→ GIVEN PROBLEM:
Go through the data and copy every line exactly, but not the images.

→ Raw records:

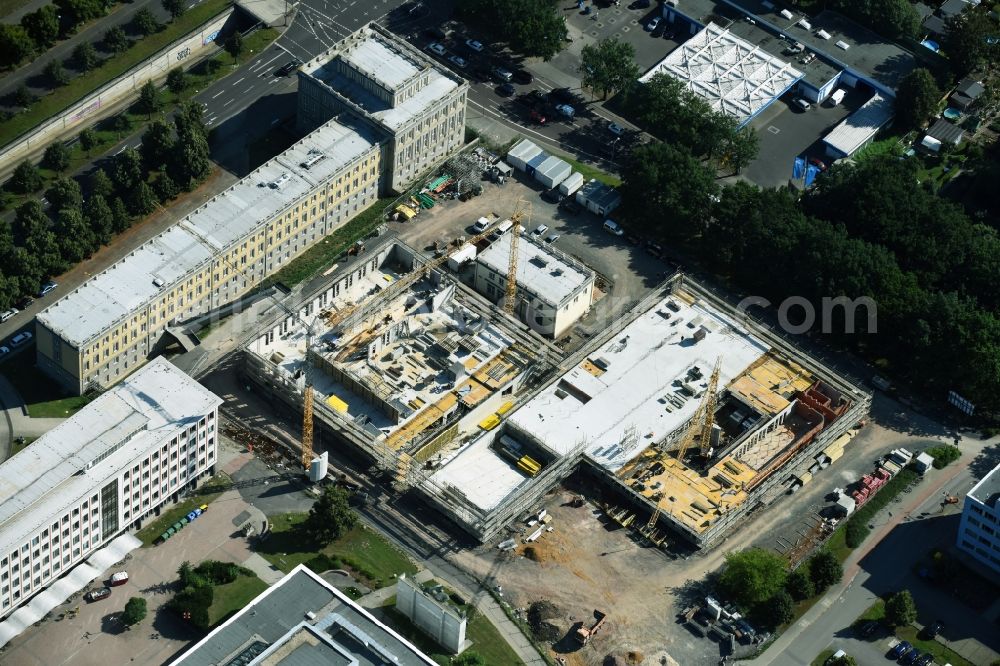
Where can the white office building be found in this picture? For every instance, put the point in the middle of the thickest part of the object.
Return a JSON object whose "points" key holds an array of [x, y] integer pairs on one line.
{"points": [[100, 473], [979, 531]]}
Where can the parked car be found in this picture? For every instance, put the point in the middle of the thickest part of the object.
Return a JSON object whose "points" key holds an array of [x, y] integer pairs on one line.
{"points": [[566, 110], [502, 74], [901, 648], [552, 196], [570, 205], [523, 76]]}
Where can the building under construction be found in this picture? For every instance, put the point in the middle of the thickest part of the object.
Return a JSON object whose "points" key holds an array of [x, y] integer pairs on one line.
{"points": [[397, 356], [687, 415]]}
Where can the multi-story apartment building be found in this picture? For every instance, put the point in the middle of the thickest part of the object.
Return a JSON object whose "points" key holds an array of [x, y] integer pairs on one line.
{"points": [[389, 115], [553, 289], [416, 103], [979, 531], [111, 324], [100, 473]]}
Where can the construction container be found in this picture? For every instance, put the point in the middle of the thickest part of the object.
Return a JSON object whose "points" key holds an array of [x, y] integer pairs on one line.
{"points": [[463, 255], [552, 171], [573, 183], [521, 154]]}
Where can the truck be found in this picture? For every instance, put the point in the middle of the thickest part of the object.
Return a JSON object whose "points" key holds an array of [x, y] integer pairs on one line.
{"points": [[584, 634]]}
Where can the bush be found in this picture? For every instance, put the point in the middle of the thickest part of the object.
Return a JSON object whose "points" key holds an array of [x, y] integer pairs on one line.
{"points": [[944, 455]]}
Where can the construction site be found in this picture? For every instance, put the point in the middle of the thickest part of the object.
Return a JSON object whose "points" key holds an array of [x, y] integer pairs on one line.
{"points": [[685, 414]]}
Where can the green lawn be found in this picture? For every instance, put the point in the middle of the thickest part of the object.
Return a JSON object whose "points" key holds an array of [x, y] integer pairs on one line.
{"points": [[362, 551], [65, 96], [206, 494], [42, 396], [322, 255], [231, 597], [486, 640]]}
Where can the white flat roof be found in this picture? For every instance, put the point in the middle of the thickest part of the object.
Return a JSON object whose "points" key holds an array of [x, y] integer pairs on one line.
{"points": [[40, 482], [734, 76], [480, 474], [117, 292], [856, 129], [643, 362], [541, 269]]}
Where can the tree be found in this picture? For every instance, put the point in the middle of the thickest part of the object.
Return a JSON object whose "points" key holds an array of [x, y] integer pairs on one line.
{"points": [[135, 611], [126, 170], [142, 200], [895, 19], [165, 188], [25, 179], [56, 73], [23, 97], [469, 658], [73, 235], [115, 40], [752, 576], [533, 25], [799, 584], [100, 184], [608, 65], [234, 45], [917, 98], [15, 45], [741, 148], [900, 609], [776, 611], [157, 145], [825, 570], [64, 193], [176, 8], [176, 80], [42, 25], [330, 516], [100, 219], [145, 23], [88, 139], [120, 219], [85, 56], [56, 157], [965, 41], [149, 99]]}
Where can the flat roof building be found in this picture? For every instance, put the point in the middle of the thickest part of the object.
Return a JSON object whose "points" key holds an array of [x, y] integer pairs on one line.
{"points": [[553, 289], [417, 104], [100, 473], [732, 75], [979, 531], [303, 620]]}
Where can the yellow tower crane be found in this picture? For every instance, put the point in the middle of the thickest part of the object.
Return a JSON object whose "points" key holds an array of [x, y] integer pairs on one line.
{"points": [[700, 426], [521, 212]]}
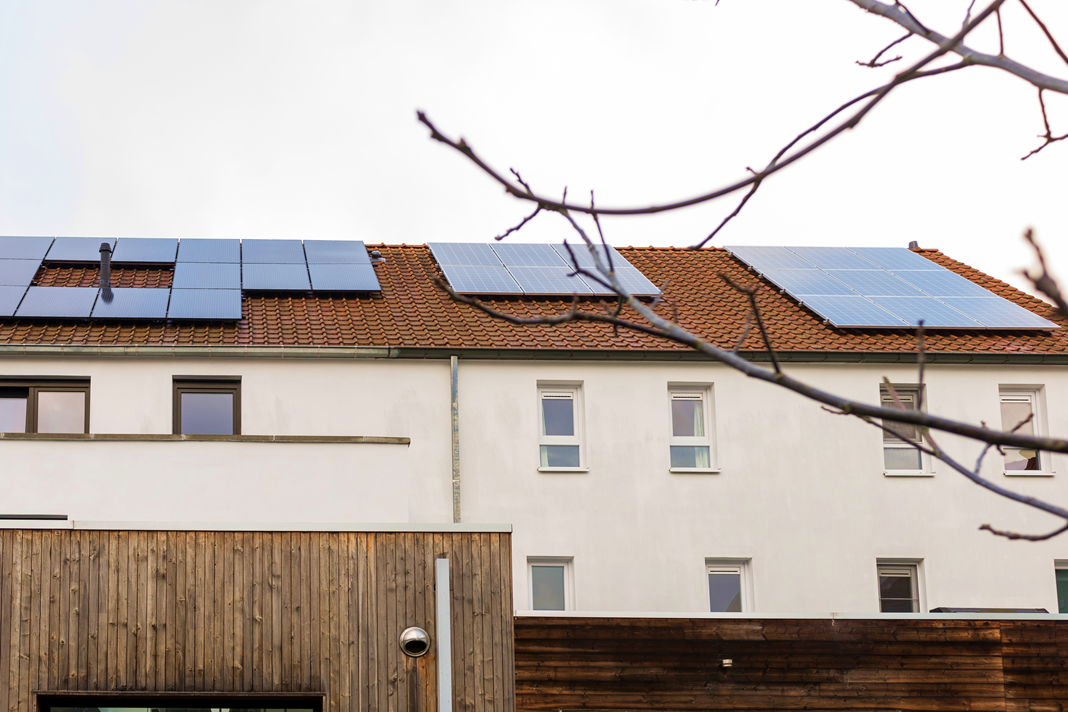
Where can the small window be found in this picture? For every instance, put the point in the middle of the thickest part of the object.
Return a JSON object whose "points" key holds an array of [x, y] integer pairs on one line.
{"points": [[898, 455], [561, 437], [1021, 407], [898, 588], [52, 407], [550, 584], [207, 407], [691, 429]]}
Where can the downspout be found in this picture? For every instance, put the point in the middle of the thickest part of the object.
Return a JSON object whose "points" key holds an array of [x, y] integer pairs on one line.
{"points": [[454, 363]]}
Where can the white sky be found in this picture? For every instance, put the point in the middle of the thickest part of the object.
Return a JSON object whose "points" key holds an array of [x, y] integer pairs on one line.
{"points": [[260, 119]]}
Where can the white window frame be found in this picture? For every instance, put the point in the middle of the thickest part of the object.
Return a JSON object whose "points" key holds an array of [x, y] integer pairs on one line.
{"points": [[703, 393], [1034, 394], [567, 563], [885, 399], [914, 568], [728, 566], [570, 392]]}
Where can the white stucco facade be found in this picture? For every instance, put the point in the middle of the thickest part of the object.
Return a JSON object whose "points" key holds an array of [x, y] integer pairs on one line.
{"points": [[800, 495]]}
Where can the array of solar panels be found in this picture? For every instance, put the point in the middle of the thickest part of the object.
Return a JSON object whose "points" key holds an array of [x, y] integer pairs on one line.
{"points": [[885, 287], [512, 268], [209, 274]]}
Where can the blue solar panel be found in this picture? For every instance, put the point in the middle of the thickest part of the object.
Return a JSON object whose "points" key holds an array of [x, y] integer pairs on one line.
{"points": [[17, 272], [131, 303], [25, 248], [10, 297], [931, 311], [78, 249], [205, 304], [145, 250], [875, 283], [206, 275], [851, 312], [464, 253], [336, 252], [282, 278], [209, 250], [344, 278], [481, 280], [58, 302], [272, 252]]}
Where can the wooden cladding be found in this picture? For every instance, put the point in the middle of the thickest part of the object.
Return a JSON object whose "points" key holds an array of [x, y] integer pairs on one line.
{"points": [[873, 664], [252, 612]]}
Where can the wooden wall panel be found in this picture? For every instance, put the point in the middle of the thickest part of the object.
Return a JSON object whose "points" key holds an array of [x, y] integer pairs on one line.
{"points": [[233, 612]]}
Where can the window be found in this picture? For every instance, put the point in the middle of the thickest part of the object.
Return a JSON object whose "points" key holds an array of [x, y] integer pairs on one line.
{"points": [[898, 588], [550, 584], [898, 456], [207, 407], [1021, 406], [691, 428], [561, 438], [44, 406]]}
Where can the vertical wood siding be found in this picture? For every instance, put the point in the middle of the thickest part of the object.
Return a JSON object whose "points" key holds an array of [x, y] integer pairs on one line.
{"points": [[231, 612]]}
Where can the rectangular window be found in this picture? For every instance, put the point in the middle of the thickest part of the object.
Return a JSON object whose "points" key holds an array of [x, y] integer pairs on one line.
{"points": [[898, 455], [550, 584], [561, 434], [207, 407], [1020, 407], [898, 588], [691, 428], [44, 406]]}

→ WRITTEN SOLUTION:
Where can the white office building be found in this picture? For every instance, put the point in the middle of the thickest part of the object.
Return a JSON object whose "points" key holds an array of [x, y] integer pairs on one line.
{"points": [[100, 473], [979, 531]]}
Where can the parked car be found in this picture? For every instance, put the point in the middle of the thickest part of the object.
Return a JSON object whose "points" key holds an array of [x, y] integer pairs on one line.
{"points": [[566, 110], [502, 74], [901, 648], [552, 196], [570, 205], [523, 76]]}
Where can the building under construction be found in this picture? For every instance, put the point in the middle of the thickest part of the object.
Return a JSON object whose "points" key holds an array of [x, y] integer pairs on one line.
{"points": [[397, 356], [687, 415]]}
Where can the multi-story apartment building be found in this picture? For every instance, put the point in the middle of the thickest part of the object.
Return a JSON object whose "points" key holds an array of [x, y] integer pairs on one line.
{"points": [[389, 115], [553, 289], [416, 103], [979, 531], [111, 324], [100, 473]]}
Where can the construction container be found in this picture? For every instance, put the point in the middle of the thickest part of the object.
Return a JSON object whose "points" key holds an array of [x, y] integer pairs on one line.
{"points": [[463, 255], [552, 171], [573, 183], [521, 154]]}
Where can the truck be found in this picture? For every instance, put the point in the middle of the thickest part of the object.
Return a JSON object whose "points" key holds an array of [x, y] integer pairs on one line.
{"points": [[584, 634]]}
Where can the bush be found in this picture? For every instance, put the point in the middle of the thickest part of the object.
Return a JSON object whose "points" key holds an array of [x, y] integer pairs on one line.
{"points": [[944, 455]]}
Where can the construction site be found in this picture? For every instance, put the point in the middle of the thickest part of the object.
Return a JSON object whose "points" key holds an array of [x, y] integer pairs on one line.
{"points": [[685, 414]]}
Where can the green lawn be found in this picture? For every instance, put the point in the middle of the thickest part of the object.
Return a JSON object whose "points" key holds an array of [x, y] integer pairs on one line.
{"points": [[362, 551], [65, 96], [206, 494], [42, 396], [322, 255], [231, 597], [486, 640]]}
Where can the white flat roof be found in this picture? For every instance, put the point in the middle of the thickest part of the object.
Return a JSON object whose "points" key holds an array of [x, y] integer pairs on one line.
{"points": [[40, 482], [734, 76], [480, 474], [117, 292], [856, 129], [643, 362], [541, 269]]}
Where can the tree be found in this picture? For every instance, put the point in the middle of the thickest part of the object.
Return a JSON object whose "points" key holds an array of [x, y] integer pairs on one line.
{"points": [[135, 611], [126, 170], [142, 200], [895, 19], [165, 188], [25, 179], [56, 73], [23, 97], [469, 658], [73, 235], [115, 40], [752, 576], [533, 25], [799, 584], [100, 184], [608, 65], [234, 45], [917, 98], [15, 45], [741, 148], [900, 609], [776, 611], [157, 145], [825, 570], [64, 193], [176, 8], [176, 80], [42, 25], [330, 516], [100, 219], [145, 23], [88, 139], [120, 219], [85, 56], [56, 157], [965, 41], [149, 99]]}
Where can the flat roof building be found in this picture? For every instance, put the point in the middle of the thickest part of the object.
Return a JSON object whose "points" key holds an array of [x, y] integer pairs on one line.
{"points": [[553, 289], [417, 104], [100, 473], [732, 75], [979, 531], [303, 620]]}
Where can the yellow tower crane be found in this picture? For every instance, put the point in the middle of the thickest part of the object.
Return a JSON object whose "points" key holds an array of [x, y] integer pairs on one line.
{"points": [[700, 426], [521, 212]]}
Where can the small window be found in this picture? For every instance, put the point in the middle of the thickest part of the object.
Return a JSON object whose "points" key holds an array of [x, y] integer pairs on one line.
{"points": [[898, 455], [561, 437], [1021, 407], [898, 588], [52, 407], [550, 584], [207, 407], [691, 429]]}
Where can the downspout be found in this picture? For every instance, put the point in the middle of the thickest part of the object.
Return a JSON object whose "points" key holds an array of [x, y] integer pairs on one line.
{"points": [[454, 363]]}
Where can the white sky be found in this picture? For every instance, put the point in the middle of the thickest part of the object.
Return a JSON object whose "points" key holds an array of [x, y] integer pairs on one line.
{"points": [[260, 119]]}
Where can the white window frame be found in this picture? For every instance, put the point in the middle of the thickest part of the object.
Return a JSON object whose "points" key holds an array of [x, y] integer pairs on one line.
{"points": [[703, 393], [1034, 394], [567, 563], [885, 399], [914, 568], [728, 566], [570, 392]]}
Where can the white stucco facade be found in this picture? For every instance, put the point in the middle of the thickest part of the object.
Return a JSON object whose "points" key holds an array of [x, y] integer pairs on one line.
{"points": [[800, 495]]}
Where can the array of solar panels be found in this picture? For every instance, put the point in the middle of the thickest part of the object.
Return a JSON object whose "points" key holds an array of [x, y] integer pairs on one line.
{"points": [[885, 287], [512, 268], [209, 274]]}
Where can the blue solar panel be found in this picture? For every instance, put the point in the middle of the thickest part of the object.
Return a JSON object whose "points" key holds an array of [x, y] integer pairs on one line.
{"points": [[17, 272], [131, 303], [25, 248], [10, 297], [931, 311], [78, 249], [205, 304], [145, 250], [875, 283], [206, 275], [851, 312], [464, 253], [336, 252], [282, 278], [209, 250], [344, 278], [481, 280], [58, 302], [272, 252]]}
Where can the wooden cladding be found in this picture? For every instance, put the point in the middle of the thickest part of the object.
Return a JSON object whose "points" key holds an array of [x, y] integer pairs on one line.
{"points": [[873, 664], [252, 612]]}
Where can the wooden wall panel be found in this picture? For every instance, put the point in the middle of the thickest part of the object.
Return a JSON object whose "points" key holds an array of [x, y] integer pairs on one line.
{"points": [[233, 612]]}
Where can the window be found in this picture? For every instance, put the point in the middle of the thickest part of the object.
Return a JSON object whose "points" key holds an array of [x, y] integer pairs on one line.
{"points": [[898, 588], [550, 584], [898, 456], [207, 407], [1021, 406], [691, 428], [561, 438], [44, 406]]}
Where can the vertical wood siding be found in this picture? For every instance, put the point in the middle of the thickest part of the object.
Return a JSON object whose "points" key holds an array of [x, y] integer pairs on one line.
{"points": [[231, 612]]}
Where can the rectangular window be found in this picture? For every instance, put the point in the middle of the thickest part of the object.
Return a JSON object whose "points" key holds an array of [x, y] integer pairs on one line.
{"points": [[898, 455], [550, 584], [561, 434], [207, 407], [1020, 407], [898, 588], [691, 428], [44, 406]]}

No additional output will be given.